Reproduce every line below, requests included, and offset each bounding box coordinate in the answers by adding 14 to it.

:: Source material ::

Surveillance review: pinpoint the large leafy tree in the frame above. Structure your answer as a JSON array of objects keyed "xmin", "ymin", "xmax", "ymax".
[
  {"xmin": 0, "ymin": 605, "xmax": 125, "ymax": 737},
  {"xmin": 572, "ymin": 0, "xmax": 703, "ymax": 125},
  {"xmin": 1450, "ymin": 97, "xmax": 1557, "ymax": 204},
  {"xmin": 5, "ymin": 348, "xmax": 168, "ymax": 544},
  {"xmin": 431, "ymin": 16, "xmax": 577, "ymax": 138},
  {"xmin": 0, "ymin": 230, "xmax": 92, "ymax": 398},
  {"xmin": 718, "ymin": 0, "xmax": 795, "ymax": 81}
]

:::

# [Full answer]
Surveillance review: pinpoint the large leafy tree in the frame above. Structure your answer as a JSON array of objects keyed "xmin", "ymin", "xmax", "ymax".
[
  {"xmin": 14, "ymin": 619, "xmax": 139, "ymax": 751},
  {"xmin": 586, "ymin": 14, "xmax": 717, "ymax": 139},
  {"xmin": 1464, "ymin": 111, "xmax": 1571, "ymax": 218},
  {"xmin": 19, "ymin": 362, "xmax": 182, "ymax": 558},
  {"xmin": 445, "ymin": 30, "xmax": 591, "ymax": 152},
  {"xmin": 14, "ymin": 244, "xmax": 106, "ymax": 412},
  {"xmin": 732, "ymin": 14, "xmax": 809, "ymax": 95}
]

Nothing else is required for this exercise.